#### WRITTEN INSTRUCTION
Exactly the lines from the one containing "Task: point out each instance of the soccer ball" through the end of the data below are to be reproduced, and nothing besides them.

#### MATERIAL SHOWN
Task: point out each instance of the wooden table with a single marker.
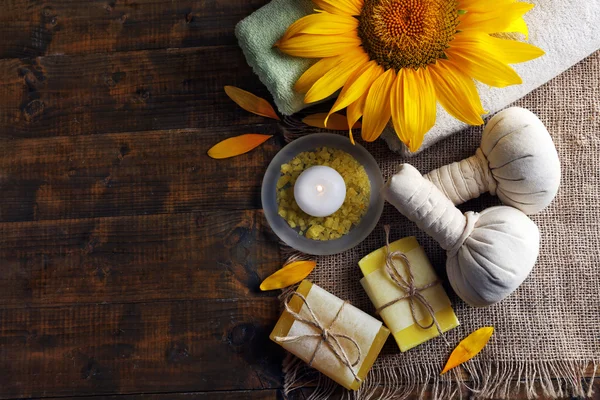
(130, 260)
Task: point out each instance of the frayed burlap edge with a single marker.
(481, 380)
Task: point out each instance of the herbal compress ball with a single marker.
(517, 161)
(489, 253)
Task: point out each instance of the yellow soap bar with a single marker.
(397, 317)
(366, 330)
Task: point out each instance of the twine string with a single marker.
(413, 292)
(328, 337)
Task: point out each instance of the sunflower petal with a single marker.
(377, 106)
(250, 102)
(321, 24)
(494, 19)
(355, 111)
(452, 84)
(357, 84)
(480, 63)
(468, 348)
(319, 46)
(337, 122)
(512, 51)
(413, 106)
(518, 26)
(315, 72)
(237, 145)
(336, 77)
(288, 275)
(340, 7)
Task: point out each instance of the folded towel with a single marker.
(565, 29)
(277, 71)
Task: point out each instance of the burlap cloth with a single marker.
(548, 331)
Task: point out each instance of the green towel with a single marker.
(278, 72)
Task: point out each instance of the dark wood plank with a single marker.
(124, 92)
(129, 174)
(31, 28)
(202, 255)
(257, 394)
(139, 348)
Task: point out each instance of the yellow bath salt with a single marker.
(358, 192)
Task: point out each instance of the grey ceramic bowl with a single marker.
(288, 235)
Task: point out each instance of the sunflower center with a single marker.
(407, 33)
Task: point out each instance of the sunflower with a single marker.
(397, 58)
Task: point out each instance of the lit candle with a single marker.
(320, 191)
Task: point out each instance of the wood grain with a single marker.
(257, 394)
(201, 255)
(129, 174)
(124, 92)
(139, 348)
(32, 28)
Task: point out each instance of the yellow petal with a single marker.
(337, 76)
(377, 106)
(288, 275)
(319, 46)
(237, 145)
(480, 63)
(469, 347)
(250, 102)
(337, 122)
(315, 72)
(519, 26)
(413, 106)
(355, 111)
(483, 6)
(321, 24)
(340, 7)
(495, 19)
(512, 51)
(456, 92)
(357, 84)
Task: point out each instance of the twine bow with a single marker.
(331, 339)
(413, 292)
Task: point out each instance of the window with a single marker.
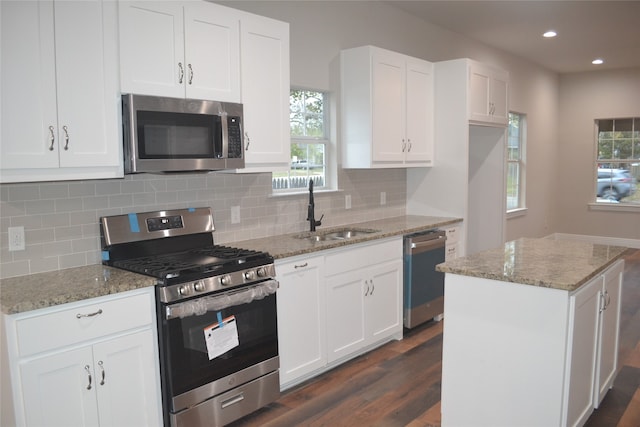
(309, 142)
(618, 160)
(516, 161)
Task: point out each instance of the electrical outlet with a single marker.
(16, 238)
(235, 214)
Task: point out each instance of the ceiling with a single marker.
(586, 29)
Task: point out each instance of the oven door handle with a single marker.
(232, 401)
(200, 306)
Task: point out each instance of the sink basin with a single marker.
(341, 234)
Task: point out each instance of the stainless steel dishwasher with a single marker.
(423, 285)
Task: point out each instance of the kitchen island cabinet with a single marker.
(533, 326)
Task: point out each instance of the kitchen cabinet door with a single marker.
(419, 112)
(346, 327)
(387, 109)
(126, 383)
(59, 390)
(609, 332)
(180, 49)
(388, 97)
(301, 318)
(384, 300)
(61, 99)
(488, 95)
(583, 327)
(264, 45)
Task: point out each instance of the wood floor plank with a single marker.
(399, 383)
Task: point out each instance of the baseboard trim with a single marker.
(602, 240)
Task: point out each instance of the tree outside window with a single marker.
(309, 141)
(516, 161)
(618, 161)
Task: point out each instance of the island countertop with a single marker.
(557, 264)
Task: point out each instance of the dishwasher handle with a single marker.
(425, 243)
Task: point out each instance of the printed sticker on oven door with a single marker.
(221, 336)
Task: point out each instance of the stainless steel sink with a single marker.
(340, 234)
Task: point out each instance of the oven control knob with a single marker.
(225, 280)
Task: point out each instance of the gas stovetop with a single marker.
(176, 247)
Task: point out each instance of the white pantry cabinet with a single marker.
(60, 91)
(548, 355)
(301, 317)
(488, 94)
(337, 304)
(364, 297)
(264, 46)
(386, 109)
(183, 49)
(89, 363)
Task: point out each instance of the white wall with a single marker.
(585, 97)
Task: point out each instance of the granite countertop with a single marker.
(557, 264)
(34, 291)
(288, 245)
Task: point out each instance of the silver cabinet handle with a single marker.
(181, 69)
(88, 369)
(66, 137)
(52, 138)
(102, 370)
(95, 313)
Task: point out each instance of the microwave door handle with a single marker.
(225, 135)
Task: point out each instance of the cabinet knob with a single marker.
(52, 138)
(181, 71)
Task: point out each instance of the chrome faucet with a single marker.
(311, 210)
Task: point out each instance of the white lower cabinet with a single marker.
(301, 317)
(336, 305)
(548, 355)
(99, 367)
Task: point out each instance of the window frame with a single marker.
(606, 163)
(520, 162)
(324, 140)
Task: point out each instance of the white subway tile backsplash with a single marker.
(61, 219)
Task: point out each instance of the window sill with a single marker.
(614, 207)
(515, 213)
(305, 192)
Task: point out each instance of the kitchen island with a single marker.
(530, 333)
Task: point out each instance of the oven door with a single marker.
(206, 350)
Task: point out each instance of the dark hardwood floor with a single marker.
(399, 383)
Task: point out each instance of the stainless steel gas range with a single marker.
(216, 307)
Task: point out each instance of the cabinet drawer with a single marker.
(359, 256)
(83, 321)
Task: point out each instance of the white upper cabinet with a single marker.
(60, 91)
(180, 49)
(387, 109)
(264, 46)
(488, 94)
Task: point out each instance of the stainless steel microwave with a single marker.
(181, 135)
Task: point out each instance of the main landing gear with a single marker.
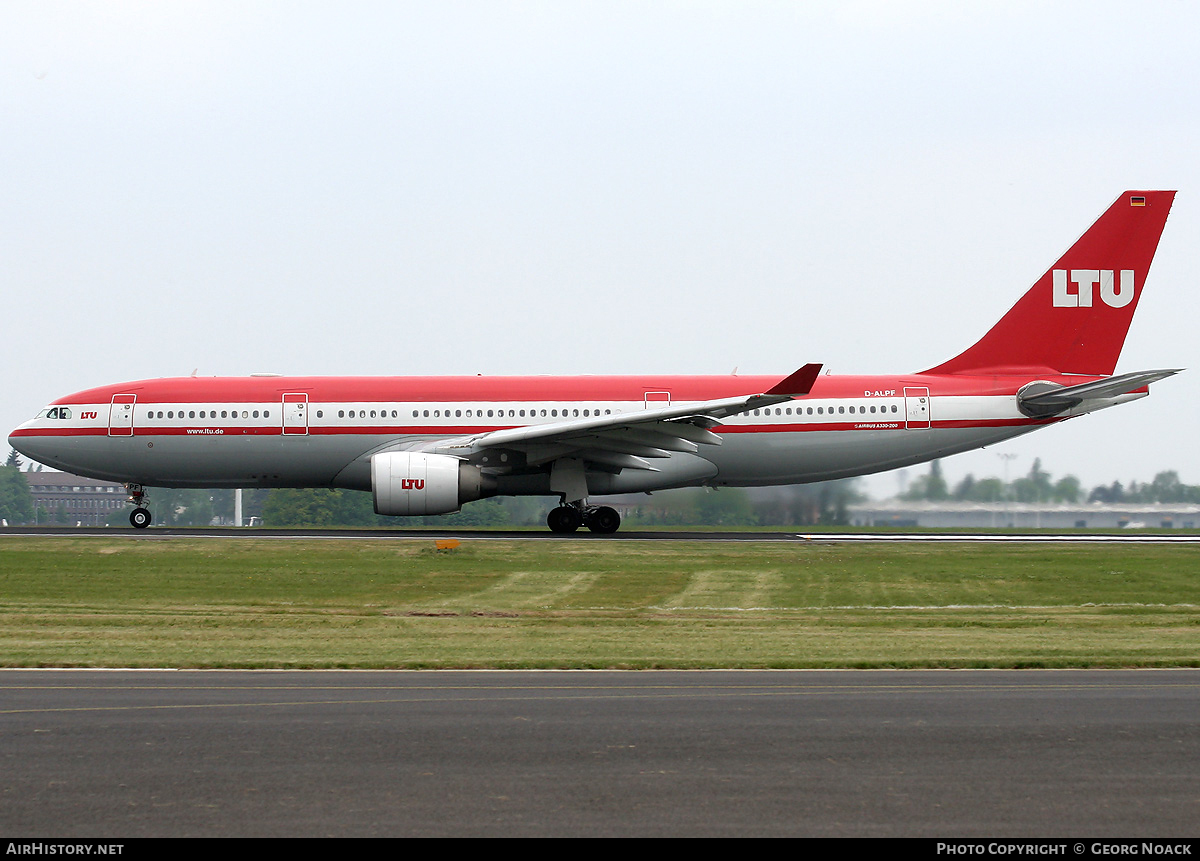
(599, 518)
(139, 518)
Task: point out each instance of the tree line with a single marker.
(1039, 486)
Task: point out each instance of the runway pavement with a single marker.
(1176, 537)
(952, 753)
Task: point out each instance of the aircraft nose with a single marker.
(25, 444)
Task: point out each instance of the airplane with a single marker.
(426, 445)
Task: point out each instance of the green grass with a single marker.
(255, 602)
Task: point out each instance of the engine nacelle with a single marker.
(408, 482)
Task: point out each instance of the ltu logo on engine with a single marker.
(1085, 282)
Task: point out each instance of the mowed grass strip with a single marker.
(251, 602)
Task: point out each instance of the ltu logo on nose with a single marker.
(1085, 281)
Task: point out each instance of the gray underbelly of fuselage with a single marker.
(343, 459)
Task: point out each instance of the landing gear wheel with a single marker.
(564, 519)
(604, 521)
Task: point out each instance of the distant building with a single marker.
(87, 501)
(905, 513)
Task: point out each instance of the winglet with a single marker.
(801, 383)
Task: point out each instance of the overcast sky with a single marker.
(603, 187)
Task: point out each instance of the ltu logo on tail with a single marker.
(1085, 281)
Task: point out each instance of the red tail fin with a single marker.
(1074, 319)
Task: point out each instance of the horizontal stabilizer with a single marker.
(1048, 399)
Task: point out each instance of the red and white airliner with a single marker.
(426, 445)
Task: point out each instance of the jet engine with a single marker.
(406, 482)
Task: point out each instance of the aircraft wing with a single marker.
(622, 440)
(1048, 399)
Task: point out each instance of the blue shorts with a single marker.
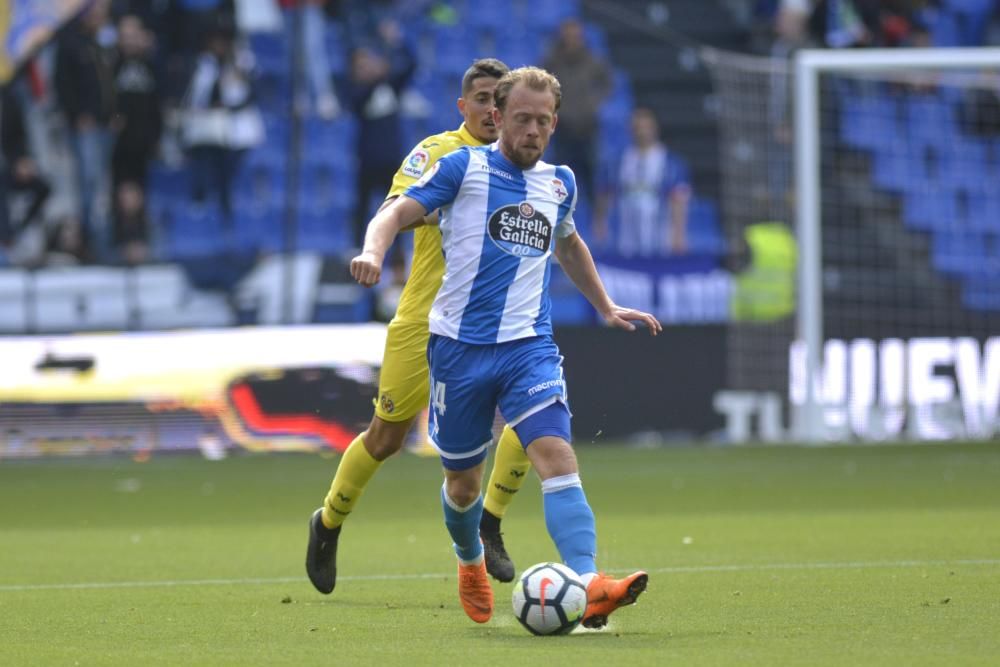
(469, 382)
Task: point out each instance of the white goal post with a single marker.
(808, 66)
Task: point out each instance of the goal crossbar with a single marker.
(809, 64)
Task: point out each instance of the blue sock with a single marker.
(463, 525)
(570, 522)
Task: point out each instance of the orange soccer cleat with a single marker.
(475, 592)
(605, 594)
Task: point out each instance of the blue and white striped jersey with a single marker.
(499, 224)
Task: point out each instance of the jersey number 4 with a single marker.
(437, 396)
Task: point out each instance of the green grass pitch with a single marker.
(757, 556)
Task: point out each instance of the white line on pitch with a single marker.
(680, 569)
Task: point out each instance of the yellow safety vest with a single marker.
(765, 292)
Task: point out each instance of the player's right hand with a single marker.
(366, 269)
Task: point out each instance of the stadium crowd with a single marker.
(131, 84)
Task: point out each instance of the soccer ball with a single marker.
(549, 599)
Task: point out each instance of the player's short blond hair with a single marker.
(534, 78)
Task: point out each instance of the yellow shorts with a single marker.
(404, 383)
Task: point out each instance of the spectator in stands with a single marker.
(372, 91)
(221, 119)
(19, 173)
(137, 119)
(311, 32)
(84, 83)
(586, 80)
(650, 191)
(131, 223)
(791, 33)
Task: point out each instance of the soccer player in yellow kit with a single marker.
(404, 387)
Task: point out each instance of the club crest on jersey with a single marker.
(416, 163)
(559, 190)
(428, 176)
(520, 230)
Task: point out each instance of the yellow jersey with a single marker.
(427, 268)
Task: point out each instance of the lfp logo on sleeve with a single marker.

#### ANSWER FOR THIS EXERCISE
Task: point out each instance of the soccer ball with a single marker.
(549, 599)
Task: point out each instance of the player's short blond hair with a single marker.
(534, 78)
Task: point out each instance of the yellow shorts with a single marker.
(404, 383)
Task: point out each instance of the spectator in stands with a single marker.
(372, 91)
(221, 119)
(19, 173)
(137, 119)
(311, 32)
(84, 83)
(586, 80)
(650, 191)
(131, 223)
(791, 33)
Task: point out each instance of the soccer player in yellow kit with a single marker.
(404, 387)
Task: point out each instance of the club crest on jersey with a single marker.
(416, 163)
(559, 190)
(428, 176)
(520, 230)
Task: point out each instance of the yellow jersey with a single marker.
(427, 268)
Task: point out each instance of the lfp logo on sleeve with a single marker.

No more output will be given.